Passage shown:
┌──
It’s been 7 long years…

7 long long years since I allowed myself to put the proverbial pen to paper… and it feels unnatural to me now.  Sadly it does.

Oh how I have grown yet regressed in so many different facets in  life to the point that now I have to write for sanity, for insanity, for my soul, for my life.

I am going to be once more like a toddler learning to walk as I write down the things that go through my life’s journey both past and present… we shall see what comes out but now this is me forcing my new years resolution as it were…

We shall see.

This is your Awakening…

I used to think that the road we walk is the one that we walk…

When life seems so black and white, when the world feels like it’s crashing down and that the end has to be near because there is nothing to live for anymore. When you sit there with a bunch of pills in your left and a bottle of the finest whisky in your right, believe that it is not the end but that in order to appreciate what is about to come your way you have to hit rock bottom and truly feel it through every ember of your being.

Life is anything but black and white and crawling out of the hell you find yourself in is not going to be easy but the sunshine on the other side is filled with incredible warmth. Hard to believe, but as you surface you’ll find yourself reborn and fresh, ready to take on the world like you would never have believed possible.

The future is a scary thing but once you accept that it is scary and that fate will throw what it will at your feet, when you accept that life will deal you a bucket load of dark times in order to show you just how worthwhile life is. Bullshit though it may seem but truth it is.

You are less alone than you think or believe, there are people in this dark world that will bring you light and healing love if you’d just give them a chance. Believe that they aren’t going out of their way reaching out to you just to turn their backs on you like others have done before. These people can life you out and help you to shine, they can and will give you a hand up but not push you down.

Truth is you are the one that pushes down, you believe with your whole heart that you aren’t worth their time, you are worthless and have nothing to give this world.

Oh how wrong you are, how wrong. The wisdom from experience and the amount of love you have inside you to share with the world can make a difference in others lives. The love you have to give is pure and healing to others that need it.
└──
Exercise prompt:
Reproduce the entire passage above about returning to writing after seven years, word for word and without alteration.

Excerpted data:
┌──
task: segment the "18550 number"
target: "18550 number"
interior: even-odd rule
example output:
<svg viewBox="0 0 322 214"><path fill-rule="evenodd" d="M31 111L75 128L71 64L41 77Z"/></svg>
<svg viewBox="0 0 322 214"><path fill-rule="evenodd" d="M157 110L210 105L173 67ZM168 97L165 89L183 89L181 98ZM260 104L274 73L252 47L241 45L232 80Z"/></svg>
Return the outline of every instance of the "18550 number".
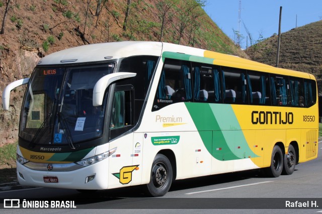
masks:
<svg viewBox="0 0 322 214"><path fill-rule="evenodd" d="M312 115L303 115L304 122L314 122L315 120L315 116Z"/></svg>

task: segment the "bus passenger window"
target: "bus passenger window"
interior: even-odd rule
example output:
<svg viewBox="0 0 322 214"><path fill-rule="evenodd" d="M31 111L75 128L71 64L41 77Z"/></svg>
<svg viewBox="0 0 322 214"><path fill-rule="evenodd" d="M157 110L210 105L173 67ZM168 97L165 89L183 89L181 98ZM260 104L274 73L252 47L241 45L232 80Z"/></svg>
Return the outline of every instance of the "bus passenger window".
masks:
<svg viewBox="0 0 322 214"><path fill-rule="evenodd" d="M246 72L231 68L222 70L222 87L225 103L247 104Z"/></svg>
<svg viewBox="0 0 322 214"><path fill-rule="evenodd" d="M131 97L130 91L115 92L111 116L111 128L132 125Z"/></svg>
<svg viewBox="0 0 322 214"><path fill-rule="evenodd" d="M192 100L192 74L190 63L166 59L154 99L153 110L171 103Z"/></svg>
<svg viewBox="0 0 322 214"><path fill-rule="evenodd" d="M287 105L287 82L286 78L281 77L271 77L270 85L272 105Z"/></svg>
<svg viewBox="0 0 322 214"><path fill-rule="evenodd" d="M305 106L309 107L316 102L316 88L315 82L312 80L304 80L304 100Z"/></svg>
<svg viewBox="0 0 322 214"><path fill-rule="evenodd" d="M304 107L303 81L299 78L290 77L289 86L292 106Z"/></svg>
<svg viewBox="0 0 322 214"><path fill-rule="evenodd" d="M249 72L247 75L248 97L251 105L270 105L269 84L265 73Z"/></svg>

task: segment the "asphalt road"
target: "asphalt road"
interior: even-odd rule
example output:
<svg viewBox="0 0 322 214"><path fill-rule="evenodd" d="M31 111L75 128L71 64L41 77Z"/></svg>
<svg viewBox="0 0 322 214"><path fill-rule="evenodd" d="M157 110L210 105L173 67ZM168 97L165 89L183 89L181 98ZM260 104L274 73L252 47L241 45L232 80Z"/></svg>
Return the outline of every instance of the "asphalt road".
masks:
<svg viewBox="0 0 322 214"><path fill-rule="evenodd" d="M322 146L319 147L318 158L297 165L291 175L266 178L257 171L251 171L185 179L176 181L165 196L158 198L146 197L139 186L99 191L92 194L45 188L2 191L0 198L3 201L4 198L31 198L49 201L50 206L49 200L71 200L76 208L8 208L0 212L322 213ZM3 208L3 201L0 203ZM287 203L291 207L284 208ZM300 203L309 208L302 209L298 207Z"/></svg>

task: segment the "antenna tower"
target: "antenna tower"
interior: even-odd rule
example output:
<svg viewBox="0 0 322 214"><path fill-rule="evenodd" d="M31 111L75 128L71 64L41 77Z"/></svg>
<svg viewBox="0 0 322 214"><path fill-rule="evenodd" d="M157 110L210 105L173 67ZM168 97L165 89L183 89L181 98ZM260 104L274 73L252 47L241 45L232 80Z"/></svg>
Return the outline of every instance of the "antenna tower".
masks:
<svg viewBox="0 0 322 214"><path fill-rule="evenodd" d="M239 6L238 9L238 35L237 35L237 44L240 45L240 21L242 14L242 0L239 0Z"/></svg>

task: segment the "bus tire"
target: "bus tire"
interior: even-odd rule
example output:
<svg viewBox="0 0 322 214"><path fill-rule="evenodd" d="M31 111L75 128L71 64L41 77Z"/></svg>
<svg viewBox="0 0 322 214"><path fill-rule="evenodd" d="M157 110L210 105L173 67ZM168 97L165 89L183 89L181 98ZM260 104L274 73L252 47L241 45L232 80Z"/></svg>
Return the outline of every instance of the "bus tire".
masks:
<svg viewBox="0 0 322 214"><path fill-rule="evenodd" d="M150 182L146 184L146 193L152 197L165 195L172 183L172 167L165 156L156 155L152 164Z"/></svg>
<svg viewBox="0 0 322 214"><path fill-rule="evenodd" d="M287 154L284 155L284 167L282 174L283 175L291 175L295 169L296 163L296 153L293 146L288 146Z"/></svg>
<svg viewBox="0 0 322 214"><path fill-rule="evenodd" d="M281 148L276 145L273 148L271 158L271 166L266 169L266 174L269 177L277 178L283 171L283 157Z"/></svg>

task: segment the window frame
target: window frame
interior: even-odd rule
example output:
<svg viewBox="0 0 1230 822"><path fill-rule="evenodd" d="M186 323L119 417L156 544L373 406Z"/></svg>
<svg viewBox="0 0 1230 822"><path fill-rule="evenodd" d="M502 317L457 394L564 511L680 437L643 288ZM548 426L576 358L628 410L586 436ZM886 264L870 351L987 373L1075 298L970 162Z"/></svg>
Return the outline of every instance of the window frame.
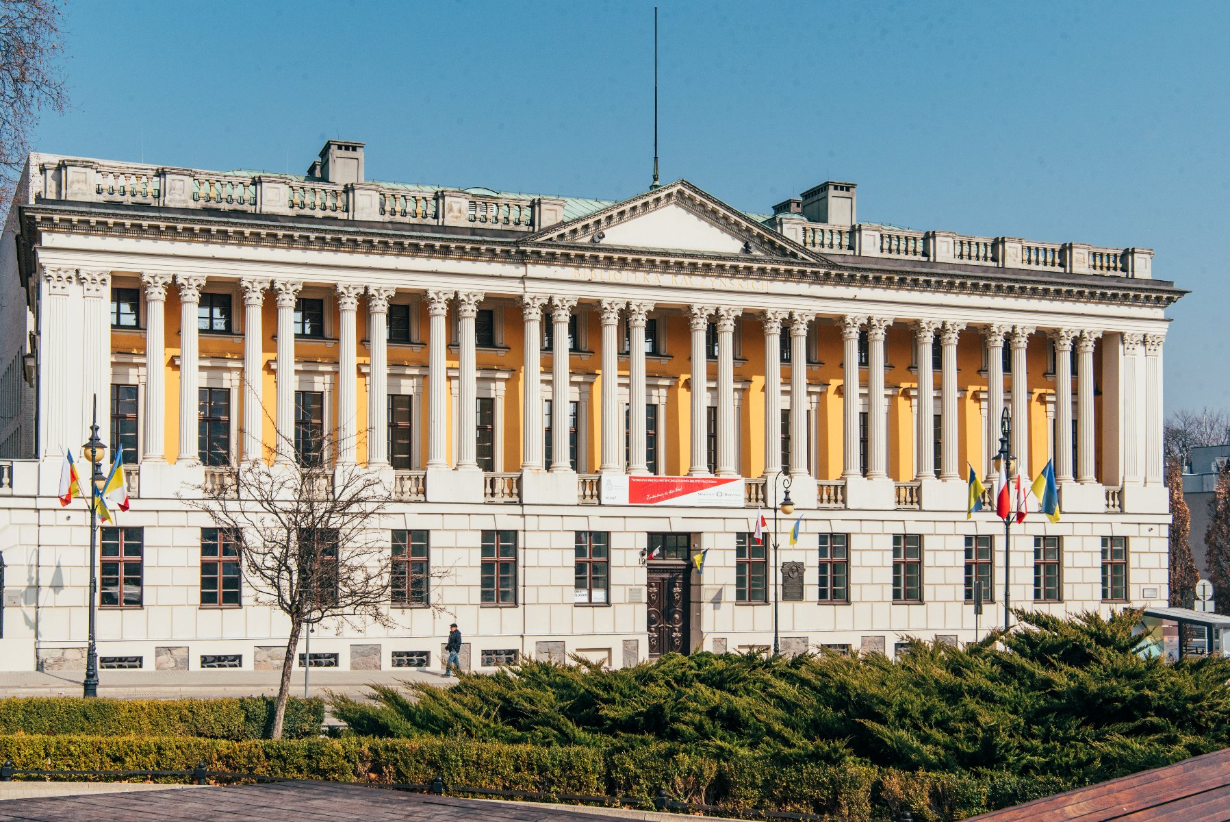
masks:
<svg viewBox="0 0 1230 822"><path fill-rule="evenodd" d="M600 538L600 539L598 539ZM599 556L600 549L601 556ZM600 573L595 575L595 570ZM595 578L600 577L600 586ZM579 587L584 580L585 586ZM578 530L573 534L572 604L610 605L611 587L611 535L609 530ZM597 594L601 594L600 599Z"/></svg>
<svg viewBox="0 0 1230 822"><path fill-rule="evenodd" d="M483 530L480 546L480 608L515 608L518 605L517 532ZM506 553L507 550L507 553ZM504 580L512 587L503 586Z"/></svg>
<svg viewBox="0 0 1230 822"><path fill-rule="evenodd" d="M212 550L213 554L207 554L205 551ZM229 549L229 553L228 553ZM234 572L226 573L225 566L234 565ZM207 575L205 570L212 567L213 573ZM212 578L214 581L214 588L212 592L215 602L205 602L205 580ZM234 580L235 588L235 602L225 602L226 598L226 580ZM200 529L200 599L198 605L200 608L242 608L244 607L244 572L240 566L239 548L235 545L235 540L230 538L225 528L202 528Z"/></svg>

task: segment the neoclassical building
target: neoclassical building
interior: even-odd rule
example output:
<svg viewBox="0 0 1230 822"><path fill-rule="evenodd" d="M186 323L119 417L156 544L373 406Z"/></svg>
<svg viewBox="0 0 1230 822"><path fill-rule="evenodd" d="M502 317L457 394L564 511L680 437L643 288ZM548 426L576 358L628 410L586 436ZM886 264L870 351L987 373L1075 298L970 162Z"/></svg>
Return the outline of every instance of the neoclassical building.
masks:
<svg viewBox="0 0 1230 822"><path fill-rule="evenodd" d="M304 176L31 155L0 253L6 669L82 666L89 528L57 489L95 396L132 495L100 546L105 669L279 662L287 620L181 498L268 454L396 500L391 624L326 626L320 666L438 668L454 619L475 669L760 648L779 580L788 651L972 640L979 582L984 630L1005 582L1052 613L1166 602L1183 292L1148 249L860 223L836 181L765 214L684 181L373 182L331 140ZM1061 503L1006 551L966 513L1005 407ZM787 479L775 556L752 532Z"/></svg>

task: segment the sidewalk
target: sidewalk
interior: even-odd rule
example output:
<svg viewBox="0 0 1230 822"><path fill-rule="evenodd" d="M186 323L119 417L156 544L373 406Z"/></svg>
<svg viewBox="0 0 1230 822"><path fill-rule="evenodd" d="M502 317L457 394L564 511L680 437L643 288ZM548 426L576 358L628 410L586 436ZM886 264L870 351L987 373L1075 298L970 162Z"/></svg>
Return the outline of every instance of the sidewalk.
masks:
<svg viewBox="0 0 1230 822"><path fill-rule="evenodd" d="M304 695L304 671L290 676L290 695ZM370 693L369 684L400 685L426 682L449 685L433 671L331 671L312 668L308 673L308 694L327 696L333 690L347 696ZM0 673L0 696L80 696L82 671L54 673ZM98 695L118 699L178 699L183 696L276 696L278 671L100 671Z"/></svg>

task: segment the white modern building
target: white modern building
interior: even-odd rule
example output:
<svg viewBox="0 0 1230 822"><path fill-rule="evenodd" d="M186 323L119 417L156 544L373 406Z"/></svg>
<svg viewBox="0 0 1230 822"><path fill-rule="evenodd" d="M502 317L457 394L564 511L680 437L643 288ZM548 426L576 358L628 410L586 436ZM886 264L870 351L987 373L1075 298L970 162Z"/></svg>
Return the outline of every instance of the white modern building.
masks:
<svg viewBox="0 0 1230 822"><path fill-rule="evenodd" d="M779 578L787 651L970 640L978 582L984 629L1005 581L1050 613L1166 603L1183 292L1148 249L860 223L838 181L764 214L683 181L373 182L343 140L304 176L34 154L0 249L4 669L84 666L89 528L57 489L95 395L133 496L100 548L103 668L283 658L287 620L180 498L277 432L284 459L336 433L323 458L396 496L390 626L326 625L315 664L438 668L454 619L476 669L760 648ZM1005 407L1061 502L1007 566L966 513ZM775 559L749 532L784 477Z"/></svg>

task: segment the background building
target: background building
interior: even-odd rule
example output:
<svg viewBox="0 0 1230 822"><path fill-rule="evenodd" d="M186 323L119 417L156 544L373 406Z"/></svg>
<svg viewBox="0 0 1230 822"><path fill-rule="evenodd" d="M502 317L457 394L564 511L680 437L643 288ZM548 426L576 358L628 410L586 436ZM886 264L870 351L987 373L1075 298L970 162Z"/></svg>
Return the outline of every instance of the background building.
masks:
<svg viewBox="0 0 1230 822"><path fill-rule="evenodd" d="M277 431L278 459L336 432L325 459L387 477L374 528L448 571L426 596L475 667L769 645L748 532L782 476L786 650L973 639L973 585L998 601L1006 569L964 471L1002 407L1063 506L1015 529L1012 602L1164 604L1182 292L1153 253L859 223L850 182L772 210L683 181L617 203L369 182L342 140L305 176L32 155L0 271L0 666L81 664L87 528L55 492L95 395L134 497L103 540L105 667L278 663L280 614L220 580L178 498ZM435 667L451 616L424 605L312 651Z"/></svg>

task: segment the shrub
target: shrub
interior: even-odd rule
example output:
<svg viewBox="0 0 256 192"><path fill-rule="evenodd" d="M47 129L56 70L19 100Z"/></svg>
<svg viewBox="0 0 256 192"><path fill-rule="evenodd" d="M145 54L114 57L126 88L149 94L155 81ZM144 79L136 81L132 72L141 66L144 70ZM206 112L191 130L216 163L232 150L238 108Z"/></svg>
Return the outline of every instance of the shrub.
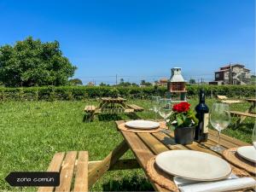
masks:
<svg viewBox="0 0 256 192"><path fill-rule="evenodd" d="M187 96L197 96L200 85L187 85ZM207 96L225 95L230 97L255 96L255 85L204 85ZM115 94L113 94L113 90ZM121 86L47 86L27 88L0 87L0 100L85 100L116 95L125 98L149 99L152 96L165 96L166 87L121 87Z"/></svg>

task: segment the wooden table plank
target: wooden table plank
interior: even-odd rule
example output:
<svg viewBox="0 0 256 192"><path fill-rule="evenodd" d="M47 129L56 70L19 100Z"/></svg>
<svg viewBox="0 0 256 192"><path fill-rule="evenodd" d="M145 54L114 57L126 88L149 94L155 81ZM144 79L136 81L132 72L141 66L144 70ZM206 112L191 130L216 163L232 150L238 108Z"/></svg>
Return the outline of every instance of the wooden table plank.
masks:
<svg viewBox="0 0 256 192"><path fill-rule="evenodd" d="M52 158L47 172L60 172L61 163L64 159L65 153L57 153ZM54 191L55 187L39 187L38 192L51 192Z"/></svg>
<svg viewBox="0 0 256 192"><path fill-rule="evenodd" d="M209 134L212 135L212 136L215 136L217 137L218 136L218 132L216 131L213 131L213 130L211 130L209 129ZM236 138L234 138L234 137L231 137L230 136L226 136L224 134L220 134L220 138L222 140L226 140L235 145L236 145L237 147L239 146L247 146L247 145L250 145L249 143L245 143L245 142L242 142L241 140L238 140Z"/></svg>
<svg viewBox="0 0 256 192"><path fill-rule="evenodd" d="M143 141L143 143L154 154L158 154L160 153L169 150L167 147L163 145L163 143L161 143L158 139L156 139L151 134L137 133L137 136Z"/></svg>
<svg viewBox="0 0 256 192"><path fill-rule="evenodd" d="M174 138L170 137L163 132L152 133L152 135L171 150L187 149L187 148L183 145L175 143Z"/></svg>
<svg viewBox="0 0 256 192"><path fill-rule="evenodd" d="M119 124L123 122L124 121L121 121ZM221 153L217 153L210 149L211 146L217 144L217 131L209 131L209 139L207 143L198 143L194 142L192 144L185 146L176 144L173 138L173 131L169 130L157 133L134 133L123 131L121 133L145 172L148 161L154 157L154 154L158 154L169 149L196 150L223 158ZM247 143L243 143L223 134L221 134L220 144L224 148L248 145ZM231 166L236 167L232 165ZM238 167L236 168L240 169ZM240 170L244 171L243 169ZM152 183L156 190L162 191L162 189L164 189L155 183L152 182Z"/></svg>
<svg viewBox="0 0 256 192"><path fill-rule="evenodd" d="M146 166L148 161L154 157L154 154L148 149L148 148L143 143L143 142L133 132L121 131L125 139L127 141L128 145L130 146L134 155L137 157L138 163L143 168L143 171L146 172ZM157 191L167 192L168 190L161 188L157 183L151 181L153 187Z"/></svg>
<svg viewBox="0 0 256 192"><path fill-rule="evenodd" d="M76 166L73 191L88 191L88 152L80 151Z"/></svg>
<svg viewBox="0 0 256 192"><path fill-rule="evenodd" d="M70 191L77 151L67 152L62 164L60 185L55 191Z"/></svg>

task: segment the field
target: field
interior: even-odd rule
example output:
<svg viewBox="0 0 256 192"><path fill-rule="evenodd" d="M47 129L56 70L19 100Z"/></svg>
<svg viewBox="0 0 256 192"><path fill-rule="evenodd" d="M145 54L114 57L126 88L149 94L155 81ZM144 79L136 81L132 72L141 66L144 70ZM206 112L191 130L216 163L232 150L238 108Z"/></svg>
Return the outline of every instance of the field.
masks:
<svg viewBox="0 0 256 192"><path fill-rule="evenodd" d="M193 107L197 101L189 101ZM207 99L211 108L213 99ZM141 119L154 119L148 109L150 102L132 100L145 108ZM115 129L115 119L125 115L103 116L99 120L83 122L84 102L4 102L0 103L0 190L34 191L35 188L12 188L4 177L14 171L45 171L56 152L88 150L90 160L103 159L121 140ZM232 109L245 111L248 103L232 105ZM232 119L234 122L235 119ZM251 143L254 119L247 119L237 130L231 125L224 132ZM132 157L129 151L125 157ZM150 183L141 170L109 172L91 189L103 190L151 190Z"/></svg>

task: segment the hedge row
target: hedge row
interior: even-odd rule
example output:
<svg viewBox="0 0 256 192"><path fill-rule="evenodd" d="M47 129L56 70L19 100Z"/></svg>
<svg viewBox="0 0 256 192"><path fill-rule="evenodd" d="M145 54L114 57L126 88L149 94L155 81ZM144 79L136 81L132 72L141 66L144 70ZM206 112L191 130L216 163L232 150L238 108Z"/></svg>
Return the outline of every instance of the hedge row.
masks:
<svg viewBox="0 0 256 192"><path fill-rule="evenodd" d="M188 96L197 96L201 85L187 85ZM213 96L225 95L230 97L255 96L255 85L204 85L206 95ZM63 87L0 87L0 101L38 101L38 100L84 100L109 96L113 89L125 98L150 98L152 96L165 96L166 87L109 87L109 86L63 86Z"/></svg>

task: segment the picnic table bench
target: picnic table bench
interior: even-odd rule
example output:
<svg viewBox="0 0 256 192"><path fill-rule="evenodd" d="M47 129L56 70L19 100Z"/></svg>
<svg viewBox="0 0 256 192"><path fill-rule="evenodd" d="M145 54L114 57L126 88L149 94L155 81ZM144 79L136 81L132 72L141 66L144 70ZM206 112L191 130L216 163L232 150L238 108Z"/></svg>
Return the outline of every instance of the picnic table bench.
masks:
└──
Written response:
It’s been 7 long years…

7 long long years since I allowed myself to put the proverbial pen to paper… and it feels unnatural to me now.  Sadly it does.

Oh how I have grown yet regressed in so many different facets in  life to the point that now I have to write for sanity, for insanity, for my soul, for my life.

I am going to be once more like a toddler learning to walk as I write down the things that go through my life’s journey both past and present… we shall see what comes out but now this is me forcing my new years resolution as it were…

We shall see.

This is your Awakening…

I used to think that the road we walk is the one that we walk…

When life seems so black and white, when the world feels like it’s crashing down and that the end has to be near because there is nothing to live for anymore. When you sit there with a bunch of pills in your left and a bottle of the finest whisky in your right, believe that it is not the end but that in order to appreciate what is about to come your way you have to hit rock bottom and truly feel it through every ember of your being.

Life is anything but black and white and crawling out of the hell you find yourself in is not going to be easy but the sunshine on the other side is filled with incredible warmth. Hard to believe, but as you surface you’ll find yourself reborn and fresh, ready to take on the world like you would never have believed possible.

The future is a scary thing but once you accept that it is scary and that fate will throw what it will at your feet, when you accept that life will deal you a bucket load of dark times in order to show you just how worthwhile life is. Bullshit though it may seem but truth it is.

You are less alone than you think or believe, there are people in this dark world that will bring you light and healing love if you’d just give them a chance. Believe that they aren’t going out of their way reaching out to you just to turn their backs on you like others have done before. These people can life you out and help you to shine, they can and will give you a hand up but not push you down.

Truth is you are the one that pushes down, you believe with your whole heart that you aren’t worth their time, you are worthless and have nothing to give this world.

Oh how wrong you are, how wrong. The wisdom from experience and the amount of love you have inside you to share with the world can make a difference in others lives. The love you have to give is pure and healing to others that need it.